Excerpts from bounding box data:
--

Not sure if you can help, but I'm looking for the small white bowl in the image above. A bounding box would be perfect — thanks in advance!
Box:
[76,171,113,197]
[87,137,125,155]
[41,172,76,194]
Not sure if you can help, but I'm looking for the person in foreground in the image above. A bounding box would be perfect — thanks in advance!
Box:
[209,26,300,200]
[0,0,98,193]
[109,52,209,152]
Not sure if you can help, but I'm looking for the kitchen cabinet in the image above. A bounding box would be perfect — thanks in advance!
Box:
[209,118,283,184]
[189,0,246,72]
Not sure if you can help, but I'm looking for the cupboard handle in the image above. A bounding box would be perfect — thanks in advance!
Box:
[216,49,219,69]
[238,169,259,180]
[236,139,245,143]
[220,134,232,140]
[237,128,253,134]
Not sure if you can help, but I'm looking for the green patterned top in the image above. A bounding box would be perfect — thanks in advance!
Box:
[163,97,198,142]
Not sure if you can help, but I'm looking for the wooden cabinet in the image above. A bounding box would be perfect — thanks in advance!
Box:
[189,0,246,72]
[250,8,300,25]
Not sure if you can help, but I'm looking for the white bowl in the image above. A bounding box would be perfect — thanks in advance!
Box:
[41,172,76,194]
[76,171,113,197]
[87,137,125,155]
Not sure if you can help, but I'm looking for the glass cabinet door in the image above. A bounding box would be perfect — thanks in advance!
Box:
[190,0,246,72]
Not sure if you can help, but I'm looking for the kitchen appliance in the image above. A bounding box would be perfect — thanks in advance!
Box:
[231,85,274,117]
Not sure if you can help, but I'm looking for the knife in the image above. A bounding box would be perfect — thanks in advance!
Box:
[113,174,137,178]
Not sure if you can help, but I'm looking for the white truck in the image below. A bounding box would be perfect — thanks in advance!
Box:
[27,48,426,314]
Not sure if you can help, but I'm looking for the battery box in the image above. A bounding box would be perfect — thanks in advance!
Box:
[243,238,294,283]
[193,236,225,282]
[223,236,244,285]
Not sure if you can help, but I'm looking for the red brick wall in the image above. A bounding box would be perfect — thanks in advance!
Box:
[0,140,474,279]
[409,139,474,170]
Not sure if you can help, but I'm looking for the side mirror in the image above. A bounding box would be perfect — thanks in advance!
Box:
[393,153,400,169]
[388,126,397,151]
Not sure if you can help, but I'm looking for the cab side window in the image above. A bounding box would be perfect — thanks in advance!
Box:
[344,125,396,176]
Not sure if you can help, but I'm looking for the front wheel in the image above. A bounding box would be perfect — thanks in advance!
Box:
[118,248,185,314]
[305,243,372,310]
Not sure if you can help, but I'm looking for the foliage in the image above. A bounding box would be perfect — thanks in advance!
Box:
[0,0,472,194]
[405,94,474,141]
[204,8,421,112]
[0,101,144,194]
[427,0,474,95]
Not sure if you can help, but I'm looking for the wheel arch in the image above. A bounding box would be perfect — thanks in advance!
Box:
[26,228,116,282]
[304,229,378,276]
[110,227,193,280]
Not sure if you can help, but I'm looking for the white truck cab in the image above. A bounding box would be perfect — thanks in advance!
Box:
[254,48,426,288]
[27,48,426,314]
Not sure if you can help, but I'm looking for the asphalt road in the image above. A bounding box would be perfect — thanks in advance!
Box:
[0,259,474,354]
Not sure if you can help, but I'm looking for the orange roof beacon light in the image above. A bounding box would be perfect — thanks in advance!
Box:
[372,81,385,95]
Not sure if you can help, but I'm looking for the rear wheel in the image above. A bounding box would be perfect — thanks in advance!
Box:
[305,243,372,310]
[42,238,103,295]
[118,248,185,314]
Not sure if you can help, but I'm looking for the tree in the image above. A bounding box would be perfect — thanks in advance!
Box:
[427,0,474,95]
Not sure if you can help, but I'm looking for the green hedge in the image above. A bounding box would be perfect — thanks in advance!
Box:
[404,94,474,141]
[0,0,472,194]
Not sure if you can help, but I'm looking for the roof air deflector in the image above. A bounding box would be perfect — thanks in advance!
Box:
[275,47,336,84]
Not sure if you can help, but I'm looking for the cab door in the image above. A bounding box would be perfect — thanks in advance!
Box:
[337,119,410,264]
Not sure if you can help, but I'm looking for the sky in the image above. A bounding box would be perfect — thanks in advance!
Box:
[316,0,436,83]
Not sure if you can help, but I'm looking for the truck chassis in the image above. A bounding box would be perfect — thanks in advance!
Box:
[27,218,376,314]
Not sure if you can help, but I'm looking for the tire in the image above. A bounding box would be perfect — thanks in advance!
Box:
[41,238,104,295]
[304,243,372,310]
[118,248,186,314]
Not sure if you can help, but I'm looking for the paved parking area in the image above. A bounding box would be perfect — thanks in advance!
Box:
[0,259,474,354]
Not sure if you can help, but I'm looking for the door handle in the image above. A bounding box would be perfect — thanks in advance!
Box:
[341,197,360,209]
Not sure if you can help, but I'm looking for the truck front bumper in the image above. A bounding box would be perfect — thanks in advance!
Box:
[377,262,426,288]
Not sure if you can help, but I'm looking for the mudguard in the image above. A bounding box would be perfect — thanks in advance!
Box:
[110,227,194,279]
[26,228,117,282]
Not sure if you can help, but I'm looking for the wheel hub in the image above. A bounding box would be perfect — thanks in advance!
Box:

--

WORK REQUIRED: Please copy all of the material above, reproducing every line without any change.

TASK RESPONSE:
Not sure if you can help, but I'm looking for the small white bowl in the image above. A bounding box would be perfect — thanks in advance!
Box:
[76,171,113,197]
[87,137,125,155]
[41,172,76,194]
Not sure if you can help, but I'm looking for the person in foreground in the image above. A bounding box would be perfect — thanks in advance!
Box:
[209,26,300,200]
[0,0,98,193]
[109,52,209,152]
Not sure if you can help, but I'm looking for the kitchen cabinet in the image above. A bounding box would be perfect — thanks in advance!
Box:
[209,118,283,184]
[189,0,246,72]
Not sure if you can help, but I'm looking for the cupboard handle in the image above. A bounding box would be perfect — thanks in advance!
Box:
[216,49,219,69]
[238,169,259,180]
[236,139,245,143]
[220,134,232,140]
[237,128,253,134]
Not sure if you can help, but I'm looking for the green patterned top in the image above. A bounding box would be perfect — thanks in advance!
Box:
[163,97,198,142]
Not sure if you can help, but I'm looking for the wooden cabinet in the image above. A bounding box would be perfect — thanks in advance!
Box:
[189,0,246,72]
[250,8,300,25]
Not sure if you can help, but I'm looking for the white bowl in the image above. A bounding box would be perfect — thanks in advance!
Box:
[41,172,76,194]
[76,171,113,197]
[87,137,125,155]
Not sure if you can help, but I'm looking for the glass cabinet door in the image above. A bounding box would be perfect — thanks in advance!
Box:
[190,0,246,72]
Not sure if you can help, but I'm looking for the kitchen appliance in the image above. A bounding box would be perfect — thanks in advance!
Box:
[231,85,274,117]
Not sure if you can help, but I'm looking for the knife in the image above. A bounding box would be perfect — thanks in advance!
Box:
[113,174,137,178]
Not sure if you can help, but I'm looking for the white truck in the image below. A bounding box would be perfect — thanks in advance!
Box:
[27,48,426,314]
Not sure if you can help, but I'm looking for the battery box in the image above. A bounding box would be perfect — thanks in advance!
Box:
[243,238,294,283]
[193,236,225,282]
[223,236,244,285]
Not sure if you can help, but I'm looking for the red brick wall in the image above. A bounding box would be perfect — thanks in advance!
Box:
[0,140,474,279]
[409,139,474,170]
Not sure if you can help, but I'm looking for the side mirror in the image above. A bounding box would be perfect — thanks in advance!
Box:
[393,153,400,169]
[388,126,397,151]
Not sure if you can help, but I'm looking for the cab side window in the image above. A bounding box would be perfect — thanks in advance!
Box:
[344,125,396,176]
Not sure if you can help, but I'm looking for the front wheel in the image above. A bounding box would be perfect — thanks in advance!
Box:
[118,248,185,314]
[305,243,372,310]
Not sure if you can help, but I'm looking for the foliage in the image above. A bounding box would be perfect — thanks in advance!
Box:
[0,0,472,194]
[405,94,474,141]
[204,8,421,112]
[0,101,144,194]
[427,0,474,95]
Not sure if you can help, but I'm looking for the wheel arch in the image above. A bounding box would be perfect — thanks in advance!
Box:
[26,228,116,282]
[304,229,378,276]
[110,227,193,280]
Not sure if you can help, but I'm looking for the white truck cab in the image above. A bounding box would be perfect — thanks in advance!
Box:
[254,48,426,288]
[27,48,426,314]
Not sure if you can help, but I'm looking for the asphalt road in the image above. A bounding box would be perfect — thanks in advance!
Box:
[0,259,474,354]
Not sure if you can help, but I'm looking for the orange roof beacon light in the image above. A bounding box would be perfect — thanks in advance!
Box:
[372,81,385,95]
Not sure if you can help, but I'm looking for the rear wheel in the image above. A bounding box would be perfect — thanks in advance!
Box:
[305,243,372,310]
[42,238,103,295]
[118,248,185,314]
Not sure if you can help, but I'm looking for the tree in the image above. A bounding box would be perfect — thanks in advance!
Box:
[427,0,474,95]
Not sure if you can help, but I'm looking for the green hedge in the image above. A bounding box would be perfect — thanks in advance!
Box:
[404,94,474,141]
[0,0,472,194]
Not sure if you can help, but I'm looking for the roof air deflector in the image above. A bounding box would be perfect — thanks in advance!
Box:
[275,47,336,84]
Not sure if you can help, but I'm looking for the cab door in the image above. A bounding box would be perfect — thanks in advance!
Box:
[337,119,410,264]
Not sure if you can help, but I'm looking for the sky in the image above. A bounding box would be perfect — thanks in advance!
Box:
[316,0,436,83]
Not sure if you can help, but I'm looking for the truck chassis in the image above. A bounding box would be perfect — thanks in advance!
Box:
[27,218,376,314]
Not sure if you can help, but I'm looking for the tire in the image above. A bounding box would be perfect — thanks in advance!
Box:
[41,238,104,295]
[304,243,372,310]
[118,248,186,314]
Not sure if you can help, but I'm looking for the paved parking area in the image above. A bounding box would be perfect — thanks in advance!
Box:
[0,259,474,354]
Not sure if you can help, but I'm looking for the door handle in the image above. A bounding box would be perfect — thanks in advance!
Box:
[341,197,360,209]
Not sure if you can help, but I'm looking for the truck front bumper in the image above. A bounding box would be perfect — thanks in advance!
Box:
[377,262,426,288]
Not sure if you can help, but I'm looking for the mudguard in the image above. A bounding box would be perfect — thanks in advance!
Box:
[110,227,194,279]
[26,228,117,282]
Not sure if you can help, but I'm looking for the wheel hub in the image above. A bounding box would be perfect — thanks in advance!
Box:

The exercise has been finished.